Task instructions:
[A] Translate this sentence from the Dundas Mills excerpt into Spanish: "Peer named his mill Dundas Mills and that became the name of the area around the mill."
[B] Continue the Dundas Mills excerpt after its final sentence.
[Excerpt to read Boundary: Start]
Edward Peer bought some land from the Mordens and built a mill
about 1801. Peer named his mill Dundas Mills and that became the
name of the area around the mill. The Dundas Mills area is in
the triangle formed by Ogilvie Street, Hatt Street, and
Governor's Road. Apparently Edward Peer did not have much
respect for the natives, who tended to walk onto property and
take whatever they fancied. When a group of natives walked onto
his property and helped themselves to some of his chickens, Peer
walked over, shot one of them, and took the native's blanket,
saying, "This will pay for the chickens."
[Excerpt to read Boundary: End]
[Data extracts Boundary: Start]
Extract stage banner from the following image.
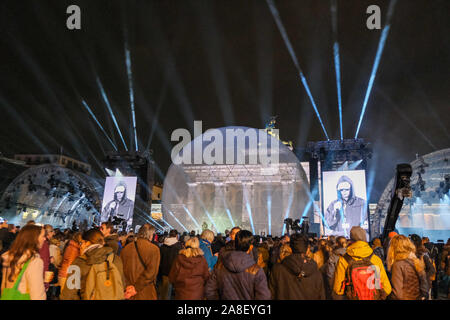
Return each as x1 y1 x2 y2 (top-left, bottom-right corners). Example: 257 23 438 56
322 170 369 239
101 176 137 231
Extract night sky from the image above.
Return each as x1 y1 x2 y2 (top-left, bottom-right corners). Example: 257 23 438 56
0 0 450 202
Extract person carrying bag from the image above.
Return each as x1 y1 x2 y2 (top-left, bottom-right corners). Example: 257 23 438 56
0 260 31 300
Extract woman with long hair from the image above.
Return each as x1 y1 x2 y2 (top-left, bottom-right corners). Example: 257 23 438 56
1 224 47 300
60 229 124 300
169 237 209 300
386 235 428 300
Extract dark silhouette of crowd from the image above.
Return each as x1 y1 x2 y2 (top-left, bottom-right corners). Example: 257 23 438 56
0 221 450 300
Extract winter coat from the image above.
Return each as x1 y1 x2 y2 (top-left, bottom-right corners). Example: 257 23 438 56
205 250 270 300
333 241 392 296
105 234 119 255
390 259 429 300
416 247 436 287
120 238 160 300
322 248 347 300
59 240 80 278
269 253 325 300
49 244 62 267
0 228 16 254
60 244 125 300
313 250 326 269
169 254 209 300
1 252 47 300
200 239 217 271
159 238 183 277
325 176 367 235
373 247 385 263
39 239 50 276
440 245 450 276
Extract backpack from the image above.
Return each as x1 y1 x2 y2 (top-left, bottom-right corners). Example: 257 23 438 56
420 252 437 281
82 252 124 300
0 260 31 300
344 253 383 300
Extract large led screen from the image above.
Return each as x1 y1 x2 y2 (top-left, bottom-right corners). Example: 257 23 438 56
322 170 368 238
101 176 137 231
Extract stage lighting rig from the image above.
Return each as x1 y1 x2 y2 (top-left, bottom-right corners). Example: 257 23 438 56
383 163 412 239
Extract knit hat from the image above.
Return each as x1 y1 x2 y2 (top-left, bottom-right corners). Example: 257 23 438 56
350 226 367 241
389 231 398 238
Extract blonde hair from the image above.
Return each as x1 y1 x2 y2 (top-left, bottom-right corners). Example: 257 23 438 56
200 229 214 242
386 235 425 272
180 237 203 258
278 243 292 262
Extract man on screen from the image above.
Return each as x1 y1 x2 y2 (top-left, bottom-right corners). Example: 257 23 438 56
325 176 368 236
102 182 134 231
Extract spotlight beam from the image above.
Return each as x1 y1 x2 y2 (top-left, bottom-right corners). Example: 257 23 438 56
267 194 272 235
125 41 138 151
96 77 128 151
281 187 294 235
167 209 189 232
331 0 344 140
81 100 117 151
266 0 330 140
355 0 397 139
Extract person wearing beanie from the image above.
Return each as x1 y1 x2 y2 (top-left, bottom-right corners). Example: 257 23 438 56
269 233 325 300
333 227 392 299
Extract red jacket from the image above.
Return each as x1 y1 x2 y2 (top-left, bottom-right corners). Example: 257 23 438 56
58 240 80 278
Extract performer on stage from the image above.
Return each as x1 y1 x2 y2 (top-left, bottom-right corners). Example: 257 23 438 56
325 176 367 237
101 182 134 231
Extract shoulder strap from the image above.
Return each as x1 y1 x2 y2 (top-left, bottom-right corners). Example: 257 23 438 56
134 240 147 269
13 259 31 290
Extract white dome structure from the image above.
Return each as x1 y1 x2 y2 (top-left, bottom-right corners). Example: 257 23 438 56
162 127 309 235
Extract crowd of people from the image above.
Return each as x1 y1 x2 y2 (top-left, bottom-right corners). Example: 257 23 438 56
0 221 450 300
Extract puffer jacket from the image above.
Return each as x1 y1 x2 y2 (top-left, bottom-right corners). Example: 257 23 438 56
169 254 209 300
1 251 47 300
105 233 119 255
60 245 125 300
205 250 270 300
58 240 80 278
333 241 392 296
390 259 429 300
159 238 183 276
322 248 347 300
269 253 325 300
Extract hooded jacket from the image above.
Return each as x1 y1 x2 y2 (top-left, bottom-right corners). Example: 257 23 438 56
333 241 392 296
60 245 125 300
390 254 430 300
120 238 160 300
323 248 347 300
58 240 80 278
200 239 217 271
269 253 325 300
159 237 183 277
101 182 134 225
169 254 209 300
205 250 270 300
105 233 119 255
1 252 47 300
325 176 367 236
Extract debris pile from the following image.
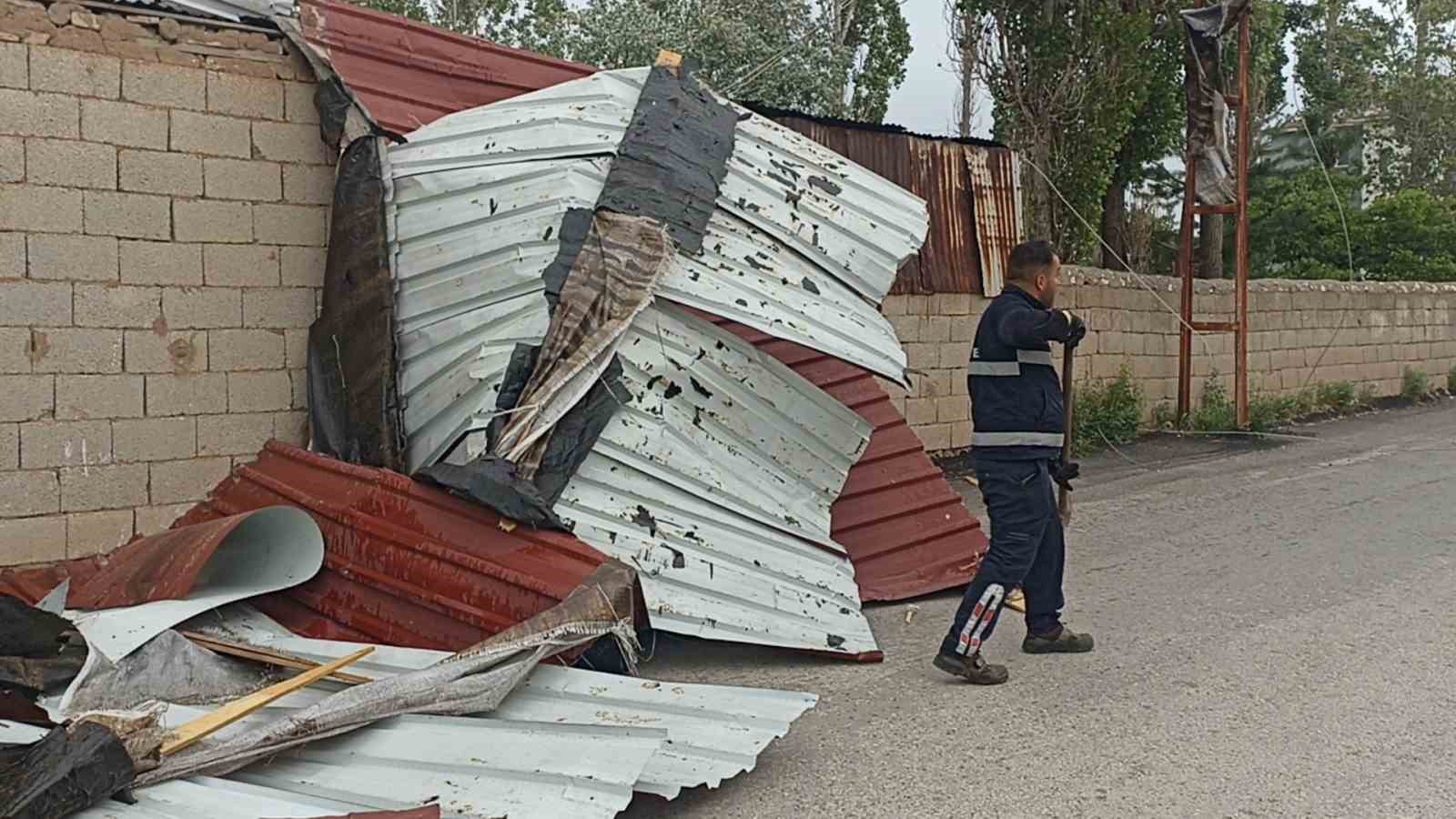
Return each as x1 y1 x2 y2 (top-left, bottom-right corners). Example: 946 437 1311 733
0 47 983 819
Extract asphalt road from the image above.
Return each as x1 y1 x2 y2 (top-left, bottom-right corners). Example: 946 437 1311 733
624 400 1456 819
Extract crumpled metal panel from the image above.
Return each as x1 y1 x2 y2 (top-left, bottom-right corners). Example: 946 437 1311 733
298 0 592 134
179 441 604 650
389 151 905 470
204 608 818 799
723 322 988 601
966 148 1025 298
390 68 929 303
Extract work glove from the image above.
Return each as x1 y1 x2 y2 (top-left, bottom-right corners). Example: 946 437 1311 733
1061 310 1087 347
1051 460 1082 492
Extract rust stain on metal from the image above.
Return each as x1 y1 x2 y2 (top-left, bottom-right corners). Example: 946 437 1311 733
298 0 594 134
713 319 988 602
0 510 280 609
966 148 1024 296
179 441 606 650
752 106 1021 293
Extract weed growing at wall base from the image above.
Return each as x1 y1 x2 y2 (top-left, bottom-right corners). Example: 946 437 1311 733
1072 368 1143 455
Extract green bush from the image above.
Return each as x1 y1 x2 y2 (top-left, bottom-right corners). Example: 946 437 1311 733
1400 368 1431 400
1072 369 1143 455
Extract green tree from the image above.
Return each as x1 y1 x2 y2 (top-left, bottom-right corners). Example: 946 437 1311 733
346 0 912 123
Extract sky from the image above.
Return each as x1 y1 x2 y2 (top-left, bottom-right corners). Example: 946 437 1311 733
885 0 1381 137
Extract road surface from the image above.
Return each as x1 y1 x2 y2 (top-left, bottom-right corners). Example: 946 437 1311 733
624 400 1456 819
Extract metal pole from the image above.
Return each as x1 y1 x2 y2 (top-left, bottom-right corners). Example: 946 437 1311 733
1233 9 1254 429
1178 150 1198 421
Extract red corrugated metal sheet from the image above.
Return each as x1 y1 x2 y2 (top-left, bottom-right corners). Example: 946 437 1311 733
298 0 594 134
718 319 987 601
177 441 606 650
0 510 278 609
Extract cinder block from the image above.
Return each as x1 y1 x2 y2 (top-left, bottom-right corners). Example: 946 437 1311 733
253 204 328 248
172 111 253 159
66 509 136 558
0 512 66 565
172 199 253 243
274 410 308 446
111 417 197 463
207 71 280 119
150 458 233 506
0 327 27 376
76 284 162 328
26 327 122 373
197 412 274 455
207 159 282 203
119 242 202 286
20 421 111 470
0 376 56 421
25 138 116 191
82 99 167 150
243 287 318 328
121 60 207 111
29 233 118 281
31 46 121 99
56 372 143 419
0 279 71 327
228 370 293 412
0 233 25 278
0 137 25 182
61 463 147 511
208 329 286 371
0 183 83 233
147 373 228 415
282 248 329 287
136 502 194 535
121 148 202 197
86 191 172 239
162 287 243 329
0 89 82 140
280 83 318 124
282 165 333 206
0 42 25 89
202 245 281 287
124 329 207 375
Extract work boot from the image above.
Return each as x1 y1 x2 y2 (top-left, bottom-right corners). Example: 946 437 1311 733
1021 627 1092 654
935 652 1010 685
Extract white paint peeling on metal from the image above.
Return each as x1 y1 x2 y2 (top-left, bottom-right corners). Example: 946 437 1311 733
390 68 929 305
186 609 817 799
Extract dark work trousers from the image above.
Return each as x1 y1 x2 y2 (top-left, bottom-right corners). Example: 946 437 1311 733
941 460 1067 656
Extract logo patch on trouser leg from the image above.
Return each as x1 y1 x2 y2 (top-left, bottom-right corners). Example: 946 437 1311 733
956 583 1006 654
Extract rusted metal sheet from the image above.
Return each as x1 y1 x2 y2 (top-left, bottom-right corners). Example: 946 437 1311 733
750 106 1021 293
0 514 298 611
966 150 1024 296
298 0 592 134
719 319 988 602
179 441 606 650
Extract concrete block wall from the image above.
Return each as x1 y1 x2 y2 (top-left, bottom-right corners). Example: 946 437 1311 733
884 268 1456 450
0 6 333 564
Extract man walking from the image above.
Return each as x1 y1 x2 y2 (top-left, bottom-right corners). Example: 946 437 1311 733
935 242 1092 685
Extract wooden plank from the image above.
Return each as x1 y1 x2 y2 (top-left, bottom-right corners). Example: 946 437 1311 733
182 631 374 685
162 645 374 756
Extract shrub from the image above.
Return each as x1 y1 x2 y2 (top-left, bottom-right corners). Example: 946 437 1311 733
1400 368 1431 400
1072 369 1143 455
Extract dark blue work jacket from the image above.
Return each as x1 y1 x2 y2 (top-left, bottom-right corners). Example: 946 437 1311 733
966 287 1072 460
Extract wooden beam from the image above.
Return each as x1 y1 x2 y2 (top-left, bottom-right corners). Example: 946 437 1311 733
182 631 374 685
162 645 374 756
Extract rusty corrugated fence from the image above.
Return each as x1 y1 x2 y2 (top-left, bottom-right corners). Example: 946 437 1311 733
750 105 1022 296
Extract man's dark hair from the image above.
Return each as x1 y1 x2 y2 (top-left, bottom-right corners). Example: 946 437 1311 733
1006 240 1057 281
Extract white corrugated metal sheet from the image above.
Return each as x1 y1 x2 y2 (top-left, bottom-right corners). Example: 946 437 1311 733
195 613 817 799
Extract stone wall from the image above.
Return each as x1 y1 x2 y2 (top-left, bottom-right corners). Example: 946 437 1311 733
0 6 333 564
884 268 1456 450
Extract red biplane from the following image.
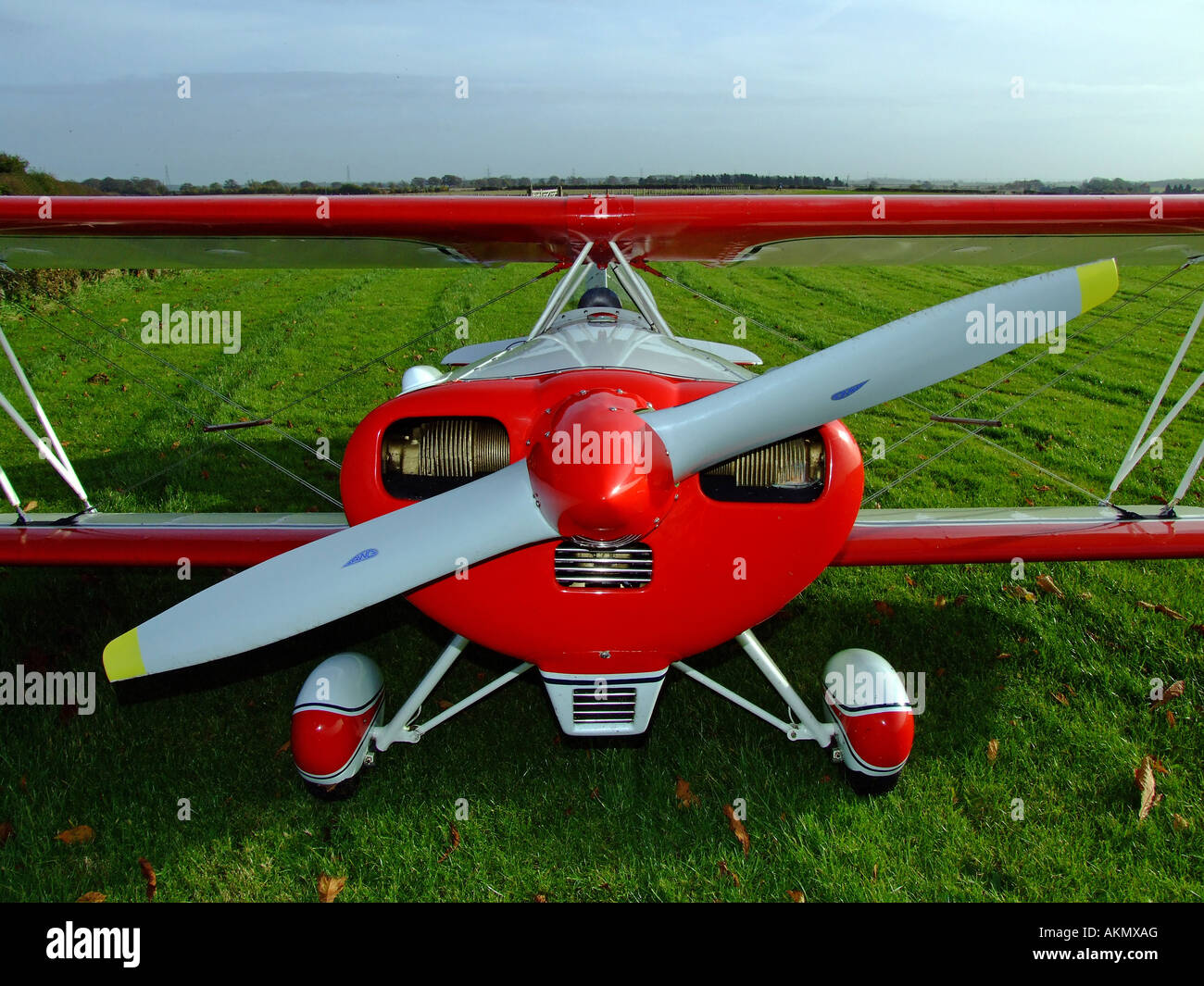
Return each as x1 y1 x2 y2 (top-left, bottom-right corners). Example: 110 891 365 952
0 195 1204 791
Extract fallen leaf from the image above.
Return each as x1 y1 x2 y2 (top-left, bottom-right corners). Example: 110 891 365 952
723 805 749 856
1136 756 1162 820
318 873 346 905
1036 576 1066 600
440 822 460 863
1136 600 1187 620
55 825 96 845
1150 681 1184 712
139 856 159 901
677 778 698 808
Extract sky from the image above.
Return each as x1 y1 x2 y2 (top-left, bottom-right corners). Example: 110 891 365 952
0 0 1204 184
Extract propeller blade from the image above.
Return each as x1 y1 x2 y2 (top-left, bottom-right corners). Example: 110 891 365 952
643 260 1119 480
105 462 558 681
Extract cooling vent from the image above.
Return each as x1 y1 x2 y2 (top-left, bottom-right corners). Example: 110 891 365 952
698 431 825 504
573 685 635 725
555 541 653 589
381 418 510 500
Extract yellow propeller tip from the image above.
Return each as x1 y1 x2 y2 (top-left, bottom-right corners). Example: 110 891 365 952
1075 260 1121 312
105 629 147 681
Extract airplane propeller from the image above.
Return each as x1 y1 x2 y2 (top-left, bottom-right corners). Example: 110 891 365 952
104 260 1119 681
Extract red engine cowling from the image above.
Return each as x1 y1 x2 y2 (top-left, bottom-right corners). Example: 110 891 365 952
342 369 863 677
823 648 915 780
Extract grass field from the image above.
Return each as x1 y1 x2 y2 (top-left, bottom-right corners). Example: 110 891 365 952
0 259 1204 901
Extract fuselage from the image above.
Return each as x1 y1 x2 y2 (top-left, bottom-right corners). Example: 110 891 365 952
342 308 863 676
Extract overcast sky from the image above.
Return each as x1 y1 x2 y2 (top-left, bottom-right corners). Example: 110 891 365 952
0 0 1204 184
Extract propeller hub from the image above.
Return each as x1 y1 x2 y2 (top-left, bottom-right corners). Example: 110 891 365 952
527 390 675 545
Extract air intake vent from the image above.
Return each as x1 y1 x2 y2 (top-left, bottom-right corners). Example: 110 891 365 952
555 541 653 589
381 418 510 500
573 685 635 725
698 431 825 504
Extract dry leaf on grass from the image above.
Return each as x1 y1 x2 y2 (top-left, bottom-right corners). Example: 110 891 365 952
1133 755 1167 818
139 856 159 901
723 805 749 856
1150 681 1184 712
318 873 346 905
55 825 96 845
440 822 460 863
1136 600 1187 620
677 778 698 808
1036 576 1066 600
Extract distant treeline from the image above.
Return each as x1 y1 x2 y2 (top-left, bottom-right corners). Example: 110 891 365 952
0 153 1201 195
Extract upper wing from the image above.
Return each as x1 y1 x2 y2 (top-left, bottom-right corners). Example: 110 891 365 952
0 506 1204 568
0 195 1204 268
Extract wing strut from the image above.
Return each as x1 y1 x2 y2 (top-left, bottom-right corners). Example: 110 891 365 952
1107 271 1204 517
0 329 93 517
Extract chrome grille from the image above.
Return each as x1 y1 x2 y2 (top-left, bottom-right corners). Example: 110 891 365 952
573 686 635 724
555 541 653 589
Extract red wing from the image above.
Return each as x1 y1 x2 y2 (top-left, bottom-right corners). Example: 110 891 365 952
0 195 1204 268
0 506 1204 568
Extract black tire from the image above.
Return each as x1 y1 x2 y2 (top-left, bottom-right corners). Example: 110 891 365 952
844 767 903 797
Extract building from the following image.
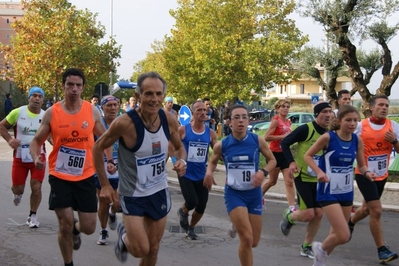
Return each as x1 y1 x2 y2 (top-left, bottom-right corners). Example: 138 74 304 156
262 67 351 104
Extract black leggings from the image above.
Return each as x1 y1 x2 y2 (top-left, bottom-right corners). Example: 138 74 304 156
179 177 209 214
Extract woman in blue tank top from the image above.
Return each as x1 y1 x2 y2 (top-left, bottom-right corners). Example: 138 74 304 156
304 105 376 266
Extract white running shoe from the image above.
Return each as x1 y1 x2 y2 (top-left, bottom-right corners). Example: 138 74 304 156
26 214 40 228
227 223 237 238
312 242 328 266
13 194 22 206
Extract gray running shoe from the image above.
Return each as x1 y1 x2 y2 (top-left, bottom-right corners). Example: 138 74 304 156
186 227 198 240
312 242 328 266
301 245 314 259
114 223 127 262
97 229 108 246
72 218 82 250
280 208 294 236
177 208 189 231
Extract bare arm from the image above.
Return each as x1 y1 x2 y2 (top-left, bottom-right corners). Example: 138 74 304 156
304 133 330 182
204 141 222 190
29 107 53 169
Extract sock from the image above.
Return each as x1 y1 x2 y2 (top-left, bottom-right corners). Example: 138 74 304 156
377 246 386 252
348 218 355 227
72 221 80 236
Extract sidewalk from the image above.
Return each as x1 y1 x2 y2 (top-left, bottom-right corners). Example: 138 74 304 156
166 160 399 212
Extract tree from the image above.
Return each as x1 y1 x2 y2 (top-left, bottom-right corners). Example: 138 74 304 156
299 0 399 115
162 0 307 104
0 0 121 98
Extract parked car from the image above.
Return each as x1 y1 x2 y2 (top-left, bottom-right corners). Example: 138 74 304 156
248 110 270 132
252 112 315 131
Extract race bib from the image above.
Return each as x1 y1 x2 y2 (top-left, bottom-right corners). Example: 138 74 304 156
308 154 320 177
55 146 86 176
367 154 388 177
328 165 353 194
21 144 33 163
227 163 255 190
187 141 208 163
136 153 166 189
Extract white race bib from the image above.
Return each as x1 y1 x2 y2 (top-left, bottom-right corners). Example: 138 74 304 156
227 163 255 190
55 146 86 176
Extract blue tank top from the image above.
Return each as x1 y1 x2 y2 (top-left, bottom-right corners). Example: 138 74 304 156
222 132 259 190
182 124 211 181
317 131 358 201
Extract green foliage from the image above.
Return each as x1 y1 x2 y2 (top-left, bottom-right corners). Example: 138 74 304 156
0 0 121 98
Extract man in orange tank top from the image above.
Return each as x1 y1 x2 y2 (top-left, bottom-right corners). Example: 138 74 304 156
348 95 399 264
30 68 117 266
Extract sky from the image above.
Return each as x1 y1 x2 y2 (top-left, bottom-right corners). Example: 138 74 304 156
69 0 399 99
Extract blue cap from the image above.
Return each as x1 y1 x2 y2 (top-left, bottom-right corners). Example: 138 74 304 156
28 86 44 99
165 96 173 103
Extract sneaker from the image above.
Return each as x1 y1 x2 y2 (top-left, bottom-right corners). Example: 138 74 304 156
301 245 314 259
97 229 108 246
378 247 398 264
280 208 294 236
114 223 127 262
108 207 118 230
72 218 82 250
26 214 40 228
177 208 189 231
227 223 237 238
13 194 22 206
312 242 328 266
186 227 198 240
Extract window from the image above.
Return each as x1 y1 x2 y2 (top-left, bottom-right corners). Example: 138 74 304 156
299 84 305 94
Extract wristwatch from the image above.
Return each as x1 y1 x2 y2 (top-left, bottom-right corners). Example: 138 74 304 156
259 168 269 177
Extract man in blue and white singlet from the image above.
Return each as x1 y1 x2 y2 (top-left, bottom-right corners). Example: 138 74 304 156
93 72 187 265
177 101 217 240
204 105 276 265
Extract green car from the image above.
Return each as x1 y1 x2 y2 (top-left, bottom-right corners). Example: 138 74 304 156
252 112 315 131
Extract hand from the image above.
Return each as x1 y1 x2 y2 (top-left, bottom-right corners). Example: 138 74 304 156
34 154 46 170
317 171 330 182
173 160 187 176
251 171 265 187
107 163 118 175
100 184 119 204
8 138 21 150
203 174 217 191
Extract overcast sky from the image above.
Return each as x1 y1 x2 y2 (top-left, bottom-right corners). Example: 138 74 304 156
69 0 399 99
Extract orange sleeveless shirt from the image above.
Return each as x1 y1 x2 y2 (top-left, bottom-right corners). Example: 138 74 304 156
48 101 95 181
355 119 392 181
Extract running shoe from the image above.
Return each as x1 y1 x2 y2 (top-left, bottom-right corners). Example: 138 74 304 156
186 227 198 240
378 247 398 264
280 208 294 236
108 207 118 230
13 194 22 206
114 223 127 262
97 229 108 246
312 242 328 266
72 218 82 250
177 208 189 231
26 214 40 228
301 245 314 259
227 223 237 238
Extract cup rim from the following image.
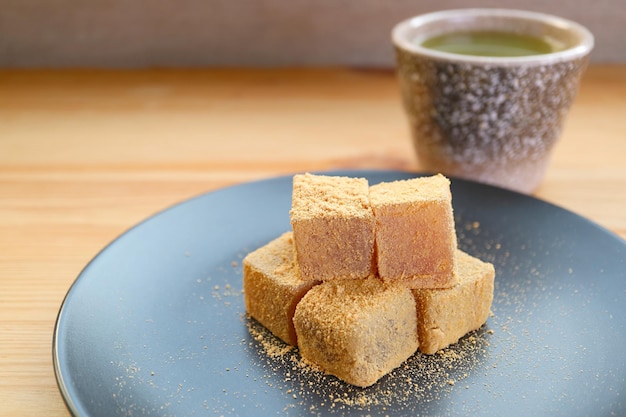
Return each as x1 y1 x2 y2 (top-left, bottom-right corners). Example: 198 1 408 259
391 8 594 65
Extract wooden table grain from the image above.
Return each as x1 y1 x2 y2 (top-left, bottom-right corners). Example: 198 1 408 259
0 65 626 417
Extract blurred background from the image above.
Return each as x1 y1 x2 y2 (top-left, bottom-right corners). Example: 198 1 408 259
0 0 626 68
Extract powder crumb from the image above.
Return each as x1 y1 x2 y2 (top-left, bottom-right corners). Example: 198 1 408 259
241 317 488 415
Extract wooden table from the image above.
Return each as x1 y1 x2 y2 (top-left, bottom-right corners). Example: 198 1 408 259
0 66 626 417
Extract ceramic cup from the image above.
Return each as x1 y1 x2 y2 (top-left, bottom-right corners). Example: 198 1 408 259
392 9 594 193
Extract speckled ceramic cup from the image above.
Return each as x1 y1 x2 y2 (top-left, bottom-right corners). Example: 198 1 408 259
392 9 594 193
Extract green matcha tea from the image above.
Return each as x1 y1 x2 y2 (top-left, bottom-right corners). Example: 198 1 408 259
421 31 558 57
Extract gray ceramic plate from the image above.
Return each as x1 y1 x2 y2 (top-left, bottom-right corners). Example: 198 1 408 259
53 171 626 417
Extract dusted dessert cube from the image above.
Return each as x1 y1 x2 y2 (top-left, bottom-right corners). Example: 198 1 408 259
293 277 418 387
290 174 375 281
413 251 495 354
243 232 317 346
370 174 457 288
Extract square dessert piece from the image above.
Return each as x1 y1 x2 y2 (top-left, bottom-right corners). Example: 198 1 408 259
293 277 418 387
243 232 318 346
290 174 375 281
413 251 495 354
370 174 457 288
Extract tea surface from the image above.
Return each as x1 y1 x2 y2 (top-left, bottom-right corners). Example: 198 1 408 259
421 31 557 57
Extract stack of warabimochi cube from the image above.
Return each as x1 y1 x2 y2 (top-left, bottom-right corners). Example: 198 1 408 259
[Data extracts Boundary: End]
Answers:
[A] Peer llamó a su molino Dundas Mills, y ese se convirtió en el nombre de la zona que rodeaba el molino.

[B]
In
1804, Richard and Samuel
Hatt in partnership with Manuel Overfield bought the Dundas
Mills from Peer. As a partner, Overfield, a millwright, built a
much bigger mill that had three runs of stones. This became the
New Dundas Mill. About 1805, Richard Hatt changed the original
Peers mill to an oatmeal mill and built a store just to the east
of it. The store, built of stone, still survives after being
used as a blacksmith's shop, a home, and now an electrical
store. Hatt cleared the lower part of Spencer's Creek to allow
vessels to reach Coote's Paradise (this was years before the
Desjardins Canal). As a result, there was once a North Quay off
East Street on the north side of Spencer's Creek, and a South
Quay south of the creek also off East Street. Only part of South
Quay still exists.
Another early settler was William Hare, a former Butler's
Ranger. He bought Ann Morden's farm on York Street, 300 acres
comprising most of the northern part of present Dundas east of
Cross Street. Hare built what is now King Street but was then
called Hare Street. It ran from York Street to where Market
Street is now.
In
1826, the government authorized Pierre Desjardins and six others
to construct a canal to allow large vessels to negotiate the
stretch of water from Burlington Bay to Dundas. The canal was
opened in 1837 and for a time Dundas became the most important
town west of Toronto. Desjardins' canal is still there, between
King Street East and East Cootes Drive.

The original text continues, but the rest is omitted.